**Textauszug**
Bei dieser Zeugin handelte es sich um die ehemalige Stenotypistin Ernst Sanders. Sie hatte im Rahmen westdeutscher Vorermittlungen bereits 1961 in West-Berlin eine den Angeklagten entlastende notarielle Erklärung abgegeben. Die darin enthaltenen Einlassungen erwiesen sich im Gerichtsverfahren in größten Teilen als Gefälligkeit. Eine Vernehmung der Frau im Prozess barg jedoch das Risiko, dass ihre persönliche NS-Verstrickung diskreditierend auf die sich selbst antifaschistisch verstehende DDR negativ zurückzufallen drohte. Stattdessen wurde auch sie kommissarisch in der DDR befragt. Jedoch ebenfalls unter Ausschluss weiterer Verfahrensbeteiligter.
[Stempel: VME/ 2485/67
26. September 1967]
Professor Dr.F.K. Kaul
Rechtsanwalt und Notar
Berlin N 54, Wilhelm-Pieck-Strasse 11 (U-Bhf. Luxemburgplatz)
Telefon 42 69 31
Postscheckkonto 78 12
Berlin, den 26. September 1967
I/N
Werter Genosse Minister!
Ich wäre Ihnen dankbar, wenn ich, sobald es Ihre Zeit gestattet, eine persönliche Rücksprache in folgender Angelegenheit mit Ihnen haben könnte:
Es geht um die Frage der Vernehmung von DDR-Bürgern als Zeugen in den beiden Nazimordprozessen (Anstaltsmord und "Dora") durch unsere Gerichte. Die zur Zeit von uns geübte Praxis, die einen Ausschluß der Verfahrensbeteiligten bei der Durchführung der Vernehmung vorsieht, ist unseren Interessen abträglich. Besonders akut, und das ist die damit zusammenhängende Frage, die sehr sorgsam geprüft werden muß, wird dieses Problem dadurch, daß wir jetzt bei der beim Essener Schwurgericht vorgenommenen Durchsicht der Akten im Mordprozeß "Dora" festgestellt haben, daß die wesentlichste Entlastungszeugin für den SS-Angehörigen Sander -u. a. der Mörder unseres Genossen Kunze- in der Deutschen Demokratischen Republik ansässig ist. Unter Geheimhaltung ihrer Anschrift wird man versuchen, die entlastende Bekundung, die sie im Juli 1961 in Westberlin gemacht hat, zu verwerten. Dem muß von unserer Seite in entsprechender Weise entgegen getreten werden.
Mit sozialistischem Gruß
[Unterschrift]
(Professor Dr. Kaul)
Rechtsanwalt
Hauptabteilung IX (Untersuchungsorgan)
Die Hauptabteilung IX war die für strafrechtliche Ermittlungen und Strafverfolgung zuständige Diensteinheit. Sie hatte wie die nachgeordneten Abteilung IX in den Bezirksverwaltung (BV) (Linie IX) die Befugnisse eines Untersuchungsorgans, d. h. einer kriminalpolizeilichen Ermittlungsbehörde. Ursprünglich vor allem für die sog. Staatsverbrechen zuständig, befasste sie sich in der Honecker-Ära überwiegend mit Straftaten gegen die staatliche Ordnung, vor allem mit Fällen "ungesetzlichen Grenzübertritts" und Delikten, die mit Ausreisebegehren zu tun hatten. Nach StPO der DDR standen auch die Ermittlungsverfahren der Linie IX unter Aufsicht der Staatsanwaltschaft, in der Praxis arbeitete das MfS hier jedoch weitgehend eigenständig.

(Aus einer Sammlung entnommene Daten)

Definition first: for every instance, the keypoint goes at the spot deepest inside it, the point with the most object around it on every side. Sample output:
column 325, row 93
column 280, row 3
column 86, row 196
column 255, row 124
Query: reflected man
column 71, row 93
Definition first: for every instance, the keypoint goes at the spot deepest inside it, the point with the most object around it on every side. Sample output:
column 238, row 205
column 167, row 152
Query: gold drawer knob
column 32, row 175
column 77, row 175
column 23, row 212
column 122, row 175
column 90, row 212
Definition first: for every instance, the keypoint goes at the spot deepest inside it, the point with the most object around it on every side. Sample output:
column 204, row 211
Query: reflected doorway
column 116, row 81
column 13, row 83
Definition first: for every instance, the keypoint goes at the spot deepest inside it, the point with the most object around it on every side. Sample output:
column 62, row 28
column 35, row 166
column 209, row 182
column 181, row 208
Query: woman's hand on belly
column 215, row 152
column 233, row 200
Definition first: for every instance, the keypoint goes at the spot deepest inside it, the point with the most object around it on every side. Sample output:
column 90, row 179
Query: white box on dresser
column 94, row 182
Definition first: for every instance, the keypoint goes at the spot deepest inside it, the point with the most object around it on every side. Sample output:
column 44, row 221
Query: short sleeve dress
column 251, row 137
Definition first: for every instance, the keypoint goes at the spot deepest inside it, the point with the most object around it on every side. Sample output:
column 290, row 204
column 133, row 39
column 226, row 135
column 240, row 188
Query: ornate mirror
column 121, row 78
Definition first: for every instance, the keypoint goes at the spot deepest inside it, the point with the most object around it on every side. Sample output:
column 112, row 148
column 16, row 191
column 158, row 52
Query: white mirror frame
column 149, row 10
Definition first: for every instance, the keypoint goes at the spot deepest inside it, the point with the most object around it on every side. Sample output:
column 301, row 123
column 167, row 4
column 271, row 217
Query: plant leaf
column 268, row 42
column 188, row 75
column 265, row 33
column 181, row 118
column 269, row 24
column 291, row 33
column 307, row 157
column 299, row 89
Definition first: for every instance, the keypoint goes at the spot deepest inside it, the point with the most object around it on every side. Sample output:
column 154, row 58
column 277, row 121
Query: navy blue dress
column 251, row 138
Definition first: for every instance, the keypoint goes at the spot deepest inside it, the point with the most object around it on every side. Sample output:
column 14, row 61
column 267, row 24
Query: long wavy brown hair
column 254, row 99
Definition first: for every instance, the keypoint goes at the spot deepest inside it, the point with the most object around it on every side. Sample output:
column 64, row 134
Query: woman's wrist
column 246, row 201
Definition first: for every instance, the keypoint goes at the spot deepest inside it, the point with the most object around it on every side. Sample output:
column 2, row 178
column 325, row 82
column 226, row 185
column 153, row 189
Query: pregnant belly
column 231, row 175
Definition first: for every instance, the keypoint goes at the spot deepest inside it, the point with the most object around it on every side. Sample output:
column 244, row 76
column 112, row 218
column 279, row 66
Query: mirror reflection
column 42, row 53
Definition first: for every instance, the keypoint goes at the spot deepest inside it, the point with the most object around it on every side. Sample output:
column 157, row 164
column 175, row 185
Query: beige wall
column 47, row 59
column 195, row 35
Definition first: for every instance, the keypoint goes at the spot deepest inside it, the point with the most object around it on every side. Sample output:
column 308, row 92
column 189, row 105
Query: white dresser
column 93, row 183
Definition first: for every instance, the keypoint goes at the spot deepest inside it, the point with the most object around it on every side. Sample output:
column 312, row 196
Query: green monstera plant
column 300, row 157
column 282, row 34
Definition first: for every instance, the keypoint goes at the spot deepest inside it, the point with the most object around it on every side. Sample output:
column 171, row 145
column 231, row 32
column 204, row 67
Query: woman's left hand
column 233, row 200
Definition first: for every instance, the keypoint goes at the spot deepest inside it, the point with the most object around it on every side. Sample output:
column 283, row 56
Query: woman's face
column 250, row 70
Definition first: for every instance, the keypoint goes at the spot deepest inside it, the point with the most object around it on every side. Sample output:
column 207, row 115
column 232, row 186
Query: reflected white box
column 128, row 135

**Übungsaufgaben**
**a)** Kopieren Sie aus dem Textauszug wörtlich die Passage von „Die Hauptabteilung IX“ bis „jedoch weitgehend eigenständig.“.
**b)** Übersetzen Sie folgenden Satz aus dem Textauszug ins Englische: „Sie hatte im Rahmen westdeutscher Vorermittlungen bereits 1961 in West-Berlin eine den Angeklagten entlastende notarielle Erklärung abgegeben.“

**Lösungen**
**a)**
Die Hauptabteilung IX war die für strafrechtliche Ermittlungen und Strafverfolgung zuständige Diensteinheit. Sie hatte wie die nachgeordneten Abteilung IX in den Bezirksverwaltung (BV) (Linie IX) die Befugnisse eines Untersuchungsorgans, d. h. einer kriminalpolizeilichen Ermittlungsbehörde. Ursprünglich vor allem für die sog. Staatsverbrechen zuständig, befasste sie sich in der Honecker-Ära überwiegend mit Straftaten gegen die staatliche Ordnung, vor allem mit Fällen "ungesetzlichen Grenzübertritts" und Delikten, die mit Ausreisebegehren zu tun hatten. Nach StPO der DDR standen auch die Ermittlungsverfahren der Linie IX unter Aufsicht der Staatsanwaltschaft, in der Praxis arbeitete das MfS hier jedoch weitgehend eigenständig.

**b)** As part of West German preliminary investigations, she had already made a notarized statement exonerating the defendant in West Berlin in 1961.